* [Work to do] Rewrite the material below with each occurrence of "marker" swapped for "dot", changing nothing else.
--- START OF Records to use ---
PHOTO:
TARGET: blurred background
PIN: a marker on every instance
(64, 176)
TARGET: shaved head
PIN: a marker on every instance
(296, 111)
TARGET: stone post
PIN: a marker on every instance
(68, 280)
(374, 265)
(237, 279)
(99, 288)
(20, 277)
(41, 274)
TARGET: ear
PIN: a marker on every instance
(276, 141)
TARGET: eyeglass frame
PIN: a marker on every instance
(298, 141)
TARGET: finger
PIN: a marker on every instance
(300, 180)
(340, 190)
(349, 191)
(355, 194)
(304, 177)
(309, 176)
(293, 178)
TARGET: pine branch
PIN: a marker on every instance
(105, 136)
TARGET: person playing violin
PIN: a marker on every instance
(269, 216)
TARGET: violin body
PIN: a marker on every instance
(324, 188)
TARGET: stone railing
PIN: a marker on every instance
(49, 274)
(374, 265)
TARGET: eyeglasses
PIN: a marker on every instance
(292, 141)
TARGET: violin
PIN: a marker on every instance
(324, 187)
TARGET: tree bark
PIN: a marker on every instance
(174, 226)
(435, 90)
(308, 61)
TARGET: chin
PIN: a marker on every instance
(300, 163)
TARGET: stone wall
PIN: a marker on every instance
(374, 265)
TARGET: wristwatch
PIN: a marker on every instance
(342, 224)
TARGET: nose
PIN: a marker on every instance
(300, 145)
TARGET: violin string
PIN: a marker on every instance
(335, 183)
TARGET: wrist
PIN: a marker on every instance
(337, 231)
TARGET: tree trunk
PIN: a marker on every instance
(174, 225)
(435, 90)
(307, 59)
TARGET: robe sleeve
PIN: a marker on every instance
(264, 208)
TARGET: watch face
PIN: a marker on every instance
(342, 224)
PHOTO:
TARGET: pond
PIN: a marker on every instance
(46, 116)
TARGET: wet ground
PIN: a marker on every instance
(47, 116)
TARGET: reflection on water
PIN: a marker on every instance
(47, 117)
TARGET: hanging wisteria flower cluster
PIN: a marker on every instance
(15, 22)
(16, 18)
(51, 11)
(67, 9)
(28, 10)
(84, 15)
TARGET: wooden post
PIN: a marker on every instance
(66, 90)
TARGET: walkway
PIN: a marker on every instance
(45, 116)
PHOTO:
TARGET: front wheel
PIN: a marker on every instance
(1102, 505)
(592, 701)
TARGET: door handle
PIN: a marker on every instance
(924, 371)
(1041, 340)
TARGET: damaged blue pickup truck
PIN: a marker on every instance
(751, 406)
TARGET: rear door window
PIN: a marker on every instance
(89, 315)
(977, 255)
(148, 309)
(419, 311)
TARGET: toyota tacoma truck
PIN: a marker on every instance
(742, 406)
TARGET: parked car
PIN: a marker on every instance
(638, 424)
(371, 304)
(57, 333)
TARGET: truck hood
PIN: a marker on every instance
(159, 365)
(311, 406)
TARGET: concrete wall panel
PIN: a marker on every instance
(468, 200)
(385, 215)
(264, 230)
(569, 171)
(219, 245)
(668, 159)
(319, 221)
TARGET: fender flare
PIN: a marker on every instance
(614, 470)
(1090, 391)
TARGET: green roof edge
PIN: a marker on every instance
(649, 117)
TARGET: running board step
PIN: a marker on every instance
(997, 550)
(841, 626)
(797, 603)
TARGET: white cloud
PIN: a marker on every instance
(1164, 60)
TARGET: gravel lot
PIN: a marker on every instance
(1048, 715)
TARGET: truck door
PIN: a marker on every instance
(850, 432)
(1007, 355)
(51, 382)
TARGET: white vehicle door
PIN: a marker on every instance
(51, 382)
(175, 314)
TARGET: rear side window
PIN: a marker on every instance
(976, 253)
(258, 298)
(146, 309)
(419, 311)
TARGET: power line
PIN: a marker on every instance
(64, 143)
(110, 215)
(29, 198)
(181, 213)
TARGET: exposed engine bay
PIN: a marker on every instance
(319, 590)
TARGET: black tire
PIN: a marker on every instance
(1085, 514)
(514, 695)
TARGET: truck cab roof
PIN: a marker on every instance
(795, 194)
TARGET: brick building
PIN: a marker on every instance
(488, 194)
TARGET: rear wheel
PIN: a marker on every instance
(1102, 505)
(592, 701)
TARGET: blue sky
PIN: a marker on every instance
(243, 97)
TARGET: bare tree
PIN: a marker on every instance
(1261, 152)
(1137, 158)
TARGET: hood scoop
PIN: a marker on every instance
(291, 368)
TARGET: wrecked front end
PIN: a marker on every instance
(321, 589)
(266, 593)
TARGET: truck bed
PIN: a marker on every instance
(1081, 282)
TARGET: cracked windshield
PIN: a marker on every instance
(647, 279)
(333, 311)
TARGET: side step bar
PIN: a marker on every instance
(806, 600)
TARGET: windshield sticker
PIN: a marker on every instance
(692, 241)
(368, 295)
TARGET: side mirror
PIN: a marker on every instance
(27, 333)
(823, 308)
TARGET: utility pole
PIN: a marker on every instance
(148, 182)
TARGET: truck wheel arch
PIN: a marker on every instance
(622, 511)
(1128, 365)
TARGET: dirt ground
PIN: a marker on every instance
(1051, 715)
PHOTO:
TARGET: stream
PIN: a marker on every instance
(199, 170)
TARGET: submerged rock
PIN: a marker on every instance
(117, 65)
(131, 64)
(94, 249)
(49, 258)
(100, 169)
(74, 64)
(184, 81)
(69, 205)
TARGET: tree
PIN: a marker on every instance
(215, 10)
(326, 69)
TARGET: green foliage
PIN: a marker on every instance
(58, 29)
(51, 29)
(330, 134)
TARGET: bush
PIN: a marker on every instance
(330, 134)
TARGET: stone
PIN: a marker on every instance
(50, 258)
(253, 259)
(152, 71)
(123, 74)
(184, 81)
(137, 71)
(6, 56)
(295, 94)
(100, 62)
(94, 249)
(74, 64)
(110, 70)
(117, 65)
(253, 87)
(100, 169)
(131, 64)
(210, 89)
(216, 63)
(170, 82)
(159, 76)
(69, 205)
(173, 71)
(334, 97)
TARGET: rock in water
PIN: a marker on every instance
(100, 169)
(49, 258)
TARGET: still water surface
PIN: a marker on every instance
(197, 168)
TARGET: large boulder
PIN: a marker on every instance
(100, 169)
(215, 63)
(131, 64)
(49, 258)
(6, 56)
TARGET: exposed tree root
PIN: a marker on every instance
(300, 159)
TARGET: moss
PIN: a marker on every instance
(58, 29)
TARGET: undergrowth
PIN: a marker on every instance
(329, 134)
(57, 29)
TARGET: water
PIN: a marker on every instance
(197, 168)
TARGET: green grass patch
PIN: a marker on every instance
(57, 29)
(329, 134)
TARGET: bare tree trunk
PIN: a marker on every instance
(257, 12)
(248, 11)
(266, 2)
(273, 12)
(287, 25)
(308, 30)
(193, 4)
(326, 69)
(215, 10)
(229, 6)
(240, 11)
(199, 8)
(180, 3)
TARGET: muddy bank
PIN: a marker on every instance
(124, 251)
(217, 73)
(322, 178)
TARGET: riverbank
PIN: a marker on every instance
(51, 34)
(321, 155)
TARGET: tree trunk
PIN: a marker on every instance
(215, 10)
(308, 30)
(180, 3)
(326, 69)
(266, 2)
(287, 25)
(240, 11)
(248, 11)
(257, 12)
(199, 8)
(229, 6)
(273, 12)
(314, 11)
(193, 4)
--- END OF Records to use ---
* [Task response]
PHOTO:
TARGET: blurred background
PIN: a dot on every instance
(64, 176)
TARGET: shaved head
PIN: a dot on every instance
(296, 111)
TARGET: stone post
PIN: a dot on every instance
(68, 280)
(374, 265)
(237, 279)
(99, 288)
(20, 277)
(41, 274)
TARGET: ear
PIN: a dot on every instance
(276, 141)
TARGET: eyeglass frame
PIN: a dot on every instance
(298, 141)
TARGET: finger
PIN: a dot on every instance
(300, 180)
(340, 190)
(349, 191)
(355, 194)
(304, 177)
(309, 176)
(293, 178)
TARGET: pine branch
PIN: a dot on every instance
(105, 136)
TARGET: person playing violin
PIN: a dot on every instance
(269, 216)
TARGET: violin body
PIN: a dot on every instance
(324, 188)
TARGET: stone railing
PIN: a dot on every instance
(49, 274)
(374, 265)
TARGET: eyeglasses
PIN: a dot on every instance
(292, 141)
TARGET: violin
PIN: a dot on every instance
(324, 187)
TARGET: tree bark
PIN: a dot on every instance
(174, 226)
(435, 90)
(308, 61)
TARGET: chin
PIN: a dot on every instance
(300, 163)
TARGET: stone wall
PIN: a dot on every instance
(374, 265)
TARGET: wristwatch
PIN: a dot on every instance
(342, 224)
TARGET: nose
PIN: a dot on every instance
(300, 145)
TARGET: violin string
PIN: a dot on every instance
(335, 183)
TARGET: wrist
PIN: a dot on every instance
(337, 231)
TARGET: tree trunk
PIN: a dot on every instance
(174, 225)
(435, 90)
(307, 59)
TARGET: robe sleeve
PIN: a dot on every instance
(264, 208)
TARGET: watch face
PIN: a dot on every instance
(342, 224)
PHOTO:
TARGET: pond
PIN: a dot on every instance
(46, 116)
TARGET: wet ground
PIN: a dot on every instance
(47, 116)
TARGET: reflection on water
PIN: a dot on every instance
(47, 117)
TARGET: hanging wisteria flower cluster
PIN: a dot on every instance
(15, 22)
(16, 18)
(51, 11)
(67, 9)
(28, 10)
(84, 15)
TARGET: wooden post
PIN: a dot on every instance
(66, 90)
TARGET: walkway
PIN: a dot on every instance
(45, 116)
PHOTO:
TARGET: front wheel
PIN: a dot on every instance
(1102, 505)
(592, 701)
TARGET: door handle
PIN: a dot on every instance
(924, 371)
(1041, 340)
TARGET: damaged blue pickup truck
PIN: a dot on every instance
(751, 406)
TARGET: rear door window
PIN: a dot on every instance
(89, 315)
(977, 255)
(148, 309)
(419, 311)
TARGET: toyota tacoma truck
PIN: a dot on every instance
(742, 406)
TARGET: parked car
PIN: a dot on every instance
(638, 424)
(371, 304)
(57, 333)
TARGET: truck hood
PIN: a dot on every instance
(159, 365)
(311, 406)
TARGET: concrete wall panel
PIN: a dot on every instance
(468, 200)
(385, 215)
(264, 230)
(569, 171)
(219, 245)
(668, 159)
(319, 221)
TARGET: fender flare
PIN: a dot on every instance
(614, 470)
(1090, 391)
TARGET: green roof edge
PIN: a dot on every instance
(649, 117)
TARGET: running board step
PIN: a dot on every instance
(997, 550)
(841, 626)
(797, 603)
TARGET: white cloud
PIN: a dot on every instance
(1164, 60)
TARGET: gravel lot
PIN: a dot on every instance
(1048, 715)
TARGET: truck door
PIN: a dot on every instance
(850, 432)
(1007, 355)
(51, 382)
TARGET: white vehicle door
PIN: a dot on every instance
(51, 382)
(175, 314)
TARGET: rear side window
PIN: a dot on every instance
(976, 253)
(258, 298)
(146, 309)
(419, 311)
TARGET: power line
PIN: a dot on every instance
(64, 143)
(110, 215)
(29, 198)
(181, 213)
TARGET: exposed engine bay
PIN: a dot on every instance
(319, 590)
TARGET: black tire
PIN: a dot on every instance
(1085, 514)
(514, 695)
TARGET: truck cab roof
PIN: a dot on every instance
(795, 194)
TARGET: brick building
PIN: a dot on every instance
(488, 194)
TARGET: rear wheel
PIN: a dot on every instance
(1102, 505)
(592, 701)
TARGET: blue sky
PIN: a dot on every instance
(243, 97)
TARGET: bare tree
PIN: a dot on every instance
(1261, 152)
(1137, 158)
TARGET: hood scoop
PIN: a dot on every instance
(291, 368)
TARGET: wrecked front end
PIN: a dot on every instance
(321, 589)
(266, 593)
TARGET: truck bed
PIN: a dot on every instance
(1081, 282)
TARGET: cracked windshield
PIN: a dot on every instance
(647, 279)
(333, 311)
TARGET: side step bar
PIN: a dot on every instance
(806, 600)
TARGET: windshield sticker
PIN: a dot on every instance
(692, 241)
(368, 295)
TARGET: side mirror
PIN: a dot on every instance
(27, 333)
(823, 308)
TARGET: utility pole
PIN: a dot on every instance
(148, 182)
TARGET: truck wheel arch
PIN: a dot on every instance
(622, 511)
(1128, 365)
TARGET: dirt ground
PIN: a dot on every instance
(1051, 715)
PHOTO:
TARGET: stream
PIN: a dot on every instance
(199, 170)
TARGET: submerged rock
PIN: a dot on every instance
(117, 65)
(131, 64)
(94, 249)
(49, 258)
(100, 169)
(74, 64)
(184, 81)
(69, 205)
TARGET: tree
PIN: a dot on every instance
(215, 10)
(326, 69)
TARGET: green foliage
PIN: a dot on every instance
(58, 29)
(51, 29)
(330, 134)
TARGET: bush
PIN: a dot on every instance
(330, 134)
TARGET: stone
PIN: a dot on every instance
(50, 258)
(253, 259)
(152, 71)
(123, 74)
(184, 81)
(137, 71)
(6, 56)
(295, 94)
(100, 62)
(94, 249)
(74, 64)
(110, 70)
(117, 65)
(253, 87)
(100, 169)
(131, 64)
(210, 89)
(216, 63)
(170, 82)
(159, 76)
(69, 205)
(173, 71)
(334, 97)
TARGET: rock in water
PIN: a dot on every instance
(100, 169)
(49, 258)
TARGET: still water surface
PIN: a dot on every instance
(197, 168)
TARGET: large boulder
PIN: a dot on every instance
(100, 169)
(215, 63)
(131, 64)
(49, 258)
(6, 56)
TARGET: exposed tree root
PIN: a dot on every instance
(300, 159)
TARGET: moss
PIN: a dot on every instance
(58, 29)
TARGET: undergrowth
PIN: a dot on every instance
(329, 134)
(57, 29)
TARGET: water
PIN: a dot on every instance
(197, 168)
TARGET: green grass patch
PIN: a dot on every instance
(57, 29)
(329, 134)
TARGET: bare tree trunk
PIN: a dot on every instance
(257, 12)
(248, 11)
(266, 2)
(273, 12)
(287, 25)
(308, 30)
(193, 4)
(326, 69)
(215, 10)
(229, 6)
(240, 11)
(199, 8)
(180, 3)
TARGET: muddy bank
PIN: a dot on every instance
(124, 251)
(217, 73)
(322, 178)
TARGET: riverbank
PIN: a dot on every instance
(51, 34)
(321, 155)
TARGET: tree trunk
PIN: a dot on every instance
(215, 10)
(308, 30)
(180, 3)
(326, 69)
(266, 2)
(287, 25)
(240, 11)
(248, 11)
(257, 12)
(199, 8)
(229, 6)
(273, 12)
(314, 11)
(193, 4)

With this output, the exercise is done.